**Testo fornito:**
---
Il “diritto a controllare il proprio futuro” ci ricorda che l’esigenza di controllare l’ambiente, la natura, noi stessi e le nostre relazioni è un’esigenza irrinunciabile. Ma proprio l’“esperienza della modernità” ci ha insegnato che essere moderni non significa solo vivere in un ambiente che «ci promette avventura, potere, gioia, crescita, trasformazione di noi stessi e del mondo», ma anche che «minaccia di distruggere qualsiasi cosa possediamo, conosciamo, siamo». In pochi decenni, promesse e minacce dell’esperienza moderna sembrano essere impazzite come una maionese: gli esclusi dal “diritto di controllare il proprio futuro”, anche in piccola parte, si sentono dissociati da ogni speranza di contare qualcosa e cadono nel panico e/o lo provocano negli altri; altri vorrebbero immunizzarsi da ogni minaccia imprigionandosi in uno stato di morte anticipata in qualche gated community (un’area recintata, privatizzata, controllata), magari da allargare ai confini nazionali; il controllo su se stessi si pulsionalizza (il controllo va fuori controllo), e il tentativo di preservare, conservare, proteggere si trasforma nel suo opposto.
---
**Esercizi da svolgere:**
1/ Nel testo sull'esperienza della modernità, a che cosa vengono paragonate le promesse e le minacce dell'esperienza moderna degli ultimi decenni?
2/ Scrivi il seguito del testo sull'esperienza della modernità, riprendendo subito dopo la sua ultima frase.
---
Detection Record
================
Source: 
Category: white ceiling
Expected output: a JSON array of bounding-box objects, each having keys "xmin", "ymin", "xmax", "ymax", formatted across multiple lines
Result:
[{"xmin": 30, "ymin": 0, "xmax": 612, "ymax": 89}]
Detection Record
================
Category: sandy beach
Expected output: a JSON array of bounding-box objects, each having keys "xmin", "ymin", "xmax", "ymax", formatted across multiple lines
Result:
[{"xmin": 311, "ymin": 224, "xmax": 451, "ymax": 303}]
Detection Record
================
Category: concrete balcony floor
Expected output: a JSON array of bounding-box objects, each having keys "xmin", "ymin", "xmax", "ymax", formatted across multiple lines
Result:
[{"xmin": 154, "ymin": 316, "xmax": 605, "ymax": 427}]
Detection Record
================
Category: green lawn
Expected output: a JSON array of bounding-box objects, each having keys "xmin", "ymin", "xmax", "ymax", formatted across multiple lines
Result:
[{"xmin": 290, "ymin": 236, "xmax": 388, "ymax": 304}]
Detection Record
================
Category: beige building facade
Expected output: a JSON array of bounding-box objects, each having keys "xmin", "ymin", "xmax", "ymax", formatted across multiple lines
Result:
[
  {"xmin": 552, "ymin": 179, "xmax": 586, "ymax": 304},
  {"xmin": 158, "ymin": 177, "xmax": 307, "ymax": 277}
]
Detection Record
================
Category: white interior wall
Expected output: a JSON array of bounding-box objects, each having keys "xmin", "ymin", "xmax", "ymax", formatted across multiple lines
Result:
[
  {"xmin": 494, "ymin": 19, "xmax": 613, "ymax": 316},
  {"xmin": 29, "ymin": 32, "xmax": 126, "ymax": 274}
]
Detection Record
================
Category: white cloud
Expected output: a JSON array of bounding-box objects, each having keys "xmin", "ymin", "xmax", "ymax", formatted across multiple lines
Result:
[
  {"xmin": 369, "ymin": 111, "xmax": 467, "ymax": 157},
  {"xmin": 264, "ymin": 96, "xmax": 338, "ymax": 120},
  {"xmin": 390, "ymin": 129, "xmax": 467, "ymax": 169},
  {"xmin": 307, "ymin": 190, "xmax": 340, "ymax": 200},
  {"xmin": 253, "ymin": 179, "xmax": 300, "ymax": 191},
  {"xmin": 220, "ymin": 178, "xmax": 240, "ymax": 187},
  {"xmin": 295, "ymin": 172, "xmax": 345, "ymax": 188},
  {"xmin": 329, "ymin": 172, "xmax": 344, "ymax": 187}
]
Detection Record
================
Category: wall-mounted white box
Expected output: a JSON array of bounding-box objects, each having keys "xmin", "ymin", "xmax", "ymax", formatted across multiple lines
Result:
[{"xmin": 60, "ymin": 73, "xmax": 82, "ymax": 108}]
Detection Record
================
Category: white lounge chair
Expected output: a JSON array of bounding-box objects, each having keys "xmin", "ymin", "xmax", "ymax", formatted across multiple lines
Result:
---
**Soluzioni per numero:**
1/ A una maionese impazzita.

2/
C’è chi ha visto perfino nell’Unesco un caso di controllo “a fin di bene” dagli effetti perversi: «un killer seriale di città si aggira per il pianeta. La sua arma letale è l’etichetta “Patrimonio dell’umanità”. Con questo marchio dissangua e imbalsama villaggi gloriosi, metropoli millenarie, sottraendo il tempo al naturale divenire» (M. D’Eramo). Non so se sia l’Unesco o siano invece, più probabilmente, le amministrazioni locali e centrali a provocare questa morìa, né il «naturale divenire del tempo» è poi una nozione tanto chiara. Il tempo della natura è semmai quello ciclico delle stagioni. In passato, a questo tempo corrispondevano dei riti. Il carnevale, per esempio, era uno di questi, e aveva la funzione di conservare e rigenerare un certo ordine, che le società moderne, almeno in linea di principio, non accetterebbero più. Quel che succede nelle nostre città storiche, però, all’insegna della conservazione del passato, del controllo della loro integrità, è una riedizione triste e spettacolare di un carnevale diventato permanente, al pari di molte altre attività inghiottite dalla uniformità del “24/7”. Una mascherata continua, un sipario sempre aperto, dove si inscena una realtà morta e imbellettata come nelle funeral homes americane, all’insegna del cinismo più bieco: centurioni romani, pasta tricolore nei borghi medievali accanto a negozi di balestre, alabarde, armature, padri pii e paccottiglia globale. Questa carnevalata “24/7” rende irreale quel che finge di voler conservare (la storia, le tradizioni, la “bellezza”) e svela come sua unica realtà la miseria più cruda e deprimente del commercio e del profitto turistico (e spesso della più invadente criminalità), delle amministrazioni comunali in cerca di consenso, dell’espulsione degli abitanti dai centri storici, della distruzione di ogni forma di vita. Conservare non può significare immunizzare, imbalsamare. Ma “irrealizzare” carnevalescamente la vita non è un antidoto alla paventata perdita di controllo sulle città, è solo un veleno disneyano con cui si asperge questo de profundis.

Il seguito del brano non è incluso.